*Document section*.
• • • •

19 August 2008

About This Issue

 
spiritual leaders standing in front of building (© AP Images)
American spiritual leaders from an array of faiths come together in Washington, D.C., in a ceremony of ecumenical peace.

“Congress shall make no law respecting an establishment of religion or prohibiting the free exercise thereof.”

The First American Congress added the First Amendment to the United States Constitution as part of the Bill of Rights in 1791, when the memory of the War for Independence was still fresh. But the concept of religious freedom is even older than the nation itself.

More than a century before, in 1657, citizens of Flushing, New York, a Dutch colony, protested the persecution of Quakers by their governor who had banned all religions save his own. They laid their objections to paper in a document called the Flushing Remonstrance. Some were jailed for their protest, and years passed before freedom of faith came to their town.

Today in Flushing, New York, more than 200 places of worship flourish within a few square kilometers, and those brave citizens of the 17th-century colony are remembered as  some of the earliest Americans to stand firm for the religious freedom enjoyed by more than 300 million 21st-century Americans.

Members of churches, temples, synagogues, mosques, and thousands of other places of prayer across the country, no matter how small, worship with the knowledge that the right to practice a religion of one’s choosing is protected by the First Amendment, and woven into the fabric of American society. And those members of society who choose not to practice a religion at all are equally protected.

• • • •

*List of tasks*.
a - From the text on religious freedom, list the kinds of places of worship named in its final paragraph.
b - Answer these questions from the text on religious freedom, one answer a line:
(i) In what year was the First Amendment added to the Constitution?
(ii) In what year did citizens of Flushing protest the persecution of Quakers?
(iii) How many places of worship flourish in Flushing today?
c - Please carry on the text on religious freedom from its last sentence.

• • • •

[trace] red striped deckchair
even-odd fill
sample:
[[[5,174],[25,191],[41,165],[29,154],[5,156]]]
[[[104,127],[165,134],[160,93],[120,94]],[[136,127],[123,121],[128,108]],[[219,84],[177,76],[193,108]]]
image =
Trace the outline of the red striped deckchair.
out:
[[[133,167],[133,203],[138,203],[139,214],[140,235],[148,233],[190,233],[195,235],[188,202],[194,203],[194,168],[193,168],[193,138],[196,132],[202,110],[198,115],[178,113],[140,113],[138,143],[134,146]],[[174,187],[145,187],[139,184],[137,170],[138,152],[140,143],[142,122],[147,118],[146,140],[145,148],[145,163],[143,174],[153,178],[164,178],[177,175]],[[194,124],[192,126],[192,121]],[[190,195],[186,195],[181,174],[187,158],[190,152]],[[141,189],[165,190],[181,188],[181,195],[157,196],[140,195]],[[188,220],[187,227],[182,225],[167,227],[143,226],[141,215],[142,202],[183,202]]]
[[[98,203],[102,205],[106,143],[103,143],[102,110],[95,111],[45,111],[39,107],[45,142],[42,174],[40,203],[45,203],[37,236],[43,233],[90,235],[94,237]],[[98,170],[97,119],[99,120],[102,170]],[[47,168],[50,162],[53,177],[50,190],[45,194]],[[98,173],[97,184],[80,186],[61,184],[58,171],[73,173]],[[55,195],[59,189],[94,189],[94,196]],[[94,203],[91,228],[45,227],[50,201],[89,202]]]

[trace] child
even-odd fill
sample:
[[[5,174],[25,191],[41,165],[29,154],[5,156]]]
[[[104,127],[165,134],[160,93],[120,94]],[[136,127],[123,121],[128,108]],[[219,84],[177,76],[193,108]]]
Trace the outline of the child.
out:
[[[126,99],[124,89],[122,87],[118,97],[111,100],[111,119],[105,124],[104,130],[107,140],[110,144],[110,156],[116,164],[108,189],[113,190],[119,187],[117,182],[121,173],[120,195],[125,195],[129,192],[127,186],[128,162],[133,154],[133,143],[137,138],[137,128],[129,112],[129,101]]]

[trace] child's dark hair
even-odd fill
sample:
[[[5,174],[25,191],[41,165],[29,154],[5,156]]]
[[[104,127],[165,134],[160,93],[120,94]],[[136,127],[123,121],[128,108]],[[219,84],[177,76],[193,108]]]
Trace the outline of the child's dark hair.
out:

• • • •

*Response list*.
a - churches, temples, synagogues, mosques

b -
(i) 1791
(ii) 1657
(iii) More than 200

c -
But sometimes in a diverse country like the United States, individuals and institutions will clash, and the boundaries of religious freedom may need to be redefined. When that happens, Americans turn to the court system and seek redress. Then the courts, even the Supreme Court, will perform their constitutional duties to decide how fundamental principles like religious freedom are best upheld in a nation where the population has multiplied by 100 since the First Amendment was written.

These court rulings influence everyday activities in schools, hospitals, workplaces, and other public places. Respect and tolerance for many faiths is tested as imperfect human beings attempt to adhere to what is often seen in America as an inviolate principle.

Today, this nation pulses with the vitality of a new wave of immigration, and a unique cultural chemistry. In these times, the principle of religious liberty will likely face new tests, but the noted experts who discuss the issues on these pages express confidence that religious minorities in the 21st century and beyond will still find protection in the 18th-century commitment to the principle of freedom of faith.